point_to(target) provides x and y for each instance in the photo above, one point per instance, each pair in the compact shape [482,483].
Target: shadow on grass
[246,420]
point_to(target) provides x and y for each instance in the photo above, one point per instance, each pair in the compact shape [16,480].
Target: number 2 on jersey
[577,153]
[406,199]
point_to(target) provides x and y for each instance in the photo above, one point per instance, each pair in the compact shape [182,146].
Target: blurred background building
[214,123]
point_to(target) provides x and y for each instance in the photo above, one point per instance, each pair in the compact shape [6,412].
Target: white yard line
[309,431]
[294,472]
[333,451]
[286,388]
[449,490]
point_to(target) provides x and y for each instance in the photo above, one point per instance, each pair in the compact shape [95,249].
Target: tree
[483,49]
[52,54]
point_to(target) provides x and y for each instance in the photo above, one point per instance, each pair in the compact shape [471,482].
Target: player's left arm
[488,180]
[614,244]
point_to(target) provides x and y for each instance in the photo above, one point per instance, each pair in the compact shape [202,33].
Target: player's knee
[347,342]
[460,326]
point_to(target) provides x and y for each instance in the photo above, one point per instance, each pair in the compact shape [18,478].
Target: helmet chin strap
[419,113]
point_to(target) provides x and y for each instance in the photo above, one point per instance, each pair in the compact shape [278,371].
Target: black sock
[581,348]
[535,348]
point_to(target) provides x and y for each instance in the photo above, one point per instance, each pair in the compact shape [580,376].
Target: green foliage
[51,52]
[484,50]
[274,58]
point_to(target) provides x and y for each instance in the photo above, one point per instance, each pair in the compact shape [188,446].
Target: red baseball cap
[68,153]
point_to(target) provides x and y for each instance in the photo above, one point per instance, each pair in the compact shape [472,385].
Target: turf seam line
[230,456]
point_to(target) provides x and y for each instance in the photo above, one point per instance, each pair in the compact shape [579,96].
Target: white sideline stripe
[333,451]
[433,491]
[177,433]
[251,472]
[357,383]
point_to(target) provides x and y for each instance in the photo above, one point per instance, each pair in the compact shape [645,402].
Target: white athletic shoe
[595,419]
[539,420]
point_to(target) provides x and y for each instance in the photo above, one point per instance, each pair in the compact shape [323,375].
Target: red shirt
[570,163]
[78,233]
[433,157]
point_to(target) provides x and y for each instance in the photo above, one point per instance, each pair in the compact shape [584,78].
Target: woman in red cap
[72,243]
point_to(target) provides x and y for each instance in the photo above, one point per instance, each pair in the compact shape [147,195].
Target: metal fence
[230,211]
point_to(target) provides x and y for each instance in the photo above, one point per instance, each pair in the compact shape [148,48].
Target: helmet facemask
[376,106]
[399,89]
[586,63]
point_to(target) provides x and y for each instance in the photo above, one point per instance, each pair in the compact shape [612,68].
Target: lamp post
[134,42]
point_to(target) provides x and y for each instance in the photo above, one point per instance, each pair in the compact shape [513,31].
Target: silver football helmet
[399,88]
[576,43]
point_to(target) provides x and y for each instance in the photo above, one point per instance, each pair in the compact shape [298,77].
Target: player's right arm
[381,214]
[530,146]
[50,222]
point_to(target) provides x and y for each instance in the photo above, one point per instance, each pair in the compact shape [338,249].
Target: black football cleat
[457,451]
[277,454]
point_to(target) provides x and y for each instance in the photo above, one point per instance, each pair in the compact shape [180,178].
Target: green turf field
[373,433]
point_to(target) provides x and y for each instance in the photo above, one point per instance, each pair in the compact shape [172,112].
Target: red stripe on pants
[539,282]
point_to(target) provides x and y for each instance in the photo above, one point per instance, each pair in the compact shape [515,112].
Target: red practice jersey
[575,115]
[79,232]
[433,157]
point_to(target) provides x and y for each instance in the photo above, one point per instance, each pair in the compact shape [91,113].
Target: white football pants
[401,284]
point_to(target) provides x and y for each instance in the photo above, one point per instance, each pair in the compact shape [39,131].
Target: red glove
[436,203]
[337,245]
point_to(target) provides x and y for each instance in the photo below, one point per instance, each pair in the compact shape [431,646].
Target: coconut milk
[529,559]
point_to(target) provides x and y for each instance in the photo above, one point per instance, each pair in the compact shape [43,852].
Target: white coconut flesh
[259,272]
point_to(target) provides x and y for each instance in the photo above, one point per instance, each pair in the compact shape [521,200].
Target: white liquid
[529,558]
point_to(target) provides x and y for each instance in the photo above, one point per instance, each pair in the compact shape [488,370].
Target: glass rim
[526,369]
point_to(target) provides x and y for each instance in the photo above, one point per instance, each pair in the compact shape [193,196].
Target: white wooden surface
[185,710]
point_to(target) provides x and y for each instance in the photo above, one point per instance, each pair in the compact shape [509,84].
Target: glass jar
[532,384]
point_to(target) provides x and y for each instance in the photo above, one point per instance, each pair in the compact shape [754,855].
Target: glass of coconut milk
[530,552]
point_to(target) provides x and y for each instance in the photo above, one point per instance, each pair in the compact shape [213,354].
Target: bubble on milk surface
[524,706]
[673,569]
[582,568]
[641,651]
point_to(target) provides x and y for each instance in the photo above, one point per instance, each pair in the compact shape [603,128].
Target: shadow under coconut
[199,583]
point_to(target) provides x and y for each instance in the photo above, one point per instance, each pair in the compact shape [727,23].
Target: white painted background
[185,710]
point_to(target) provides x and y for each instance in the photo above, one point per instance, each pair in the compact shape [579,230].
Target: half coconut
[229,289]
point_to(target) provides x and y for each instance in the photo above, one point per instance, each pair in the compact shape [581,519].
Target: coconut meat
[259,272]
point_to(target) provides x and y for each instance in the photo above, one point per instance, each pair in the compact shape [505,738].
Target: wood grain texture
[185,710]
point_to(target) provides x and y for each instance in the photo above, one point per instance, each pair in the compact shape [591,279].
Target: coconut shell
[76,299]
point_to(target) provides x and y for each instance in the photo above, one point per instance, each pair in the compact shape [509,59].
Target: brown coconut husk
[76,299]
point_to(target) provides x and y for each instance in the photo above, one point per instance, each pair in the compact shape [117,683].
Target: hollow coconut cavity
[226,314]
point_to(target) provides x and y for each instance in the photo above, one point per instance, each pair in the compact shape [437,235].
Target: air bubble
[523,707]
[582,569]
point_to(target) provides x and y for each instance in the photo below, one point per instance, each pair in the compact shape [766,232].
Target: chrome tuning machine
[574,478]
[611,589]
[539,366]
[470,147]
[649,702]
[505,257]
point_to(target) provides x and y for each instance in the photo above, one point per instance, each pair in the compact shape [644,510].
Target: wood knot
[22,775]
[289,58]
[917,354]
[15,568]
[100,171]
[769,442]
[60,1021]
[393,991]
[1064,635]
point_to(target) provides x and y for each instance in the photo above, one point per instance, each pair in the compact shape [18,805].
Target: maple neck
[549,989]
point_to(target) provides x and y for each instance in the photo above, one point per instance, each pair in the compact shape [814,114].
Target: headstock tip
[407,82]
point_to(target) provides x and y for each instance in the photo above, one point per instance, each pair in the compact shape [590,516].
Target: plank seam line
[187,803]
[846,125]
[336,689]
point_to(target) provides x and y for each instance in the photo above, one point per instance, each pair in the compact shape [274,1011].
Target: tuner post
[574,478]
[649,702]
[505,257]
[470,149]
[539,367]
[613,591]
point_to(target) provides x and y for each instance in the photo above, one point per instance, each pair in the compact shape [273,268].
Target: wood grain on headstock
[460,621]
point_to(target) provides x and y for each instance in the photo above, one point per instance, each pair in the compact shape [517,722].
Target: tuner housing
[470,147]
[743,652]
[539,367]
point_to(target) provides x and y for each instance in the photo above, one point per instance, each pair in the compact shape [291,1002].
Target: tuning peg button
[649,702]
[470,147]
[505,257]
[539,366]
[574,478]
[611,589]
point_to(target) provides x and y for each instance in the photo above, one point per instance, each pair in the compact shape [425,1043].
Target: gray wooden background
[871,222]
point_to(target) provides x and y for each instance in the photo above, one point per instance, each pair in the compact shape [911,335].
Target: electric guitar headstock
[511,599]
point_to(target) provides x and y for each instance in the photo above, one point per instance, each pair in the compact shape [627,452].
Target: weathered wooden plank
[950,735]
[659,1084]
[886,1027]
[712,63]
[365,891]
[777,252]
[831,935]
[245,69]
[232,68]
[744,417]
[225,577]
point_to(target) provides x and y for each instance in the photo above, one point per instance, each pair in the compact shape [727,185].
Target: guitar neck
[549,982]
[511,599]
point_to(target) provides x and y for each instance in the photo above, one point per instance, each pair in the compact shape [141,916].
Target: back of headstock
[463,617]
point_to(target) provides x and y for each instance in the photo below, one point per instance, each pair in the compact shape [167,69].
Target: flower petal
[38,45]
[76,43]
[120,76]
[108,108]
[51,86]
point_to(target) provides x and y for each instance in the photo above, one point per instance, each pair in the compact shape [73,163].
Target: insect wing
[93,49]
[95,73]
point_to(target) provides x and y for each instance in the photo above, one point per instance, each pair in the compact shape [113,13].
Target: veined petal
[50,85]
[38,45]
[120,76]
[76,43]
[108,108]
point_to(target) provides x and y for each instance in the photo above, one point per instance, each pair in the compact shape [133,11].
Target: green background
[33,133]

========================

Scan the lines above for "compact shape [182,146]." and for "compact shape [95,249].". Repeat exactly the line holding each of them and every line in between.

| RESULT OF THE TASK |
point_to(target) provides x and y for each instance in the photo above, one point per instance, each pair in the compact shape [182,146].
Target: blurred background building
[214,123]
point_to(target) provides x and y for each instance in the photo above, one point per instance, each pair in the compact shape [6,412].
Target: white yard line
[309,431]
[294,472]
[333,451]
[286,388]
[449,490]
point_to(target) provides x and y for each instance in the photo above, one point per instance, each pair in the compact shape [95,249].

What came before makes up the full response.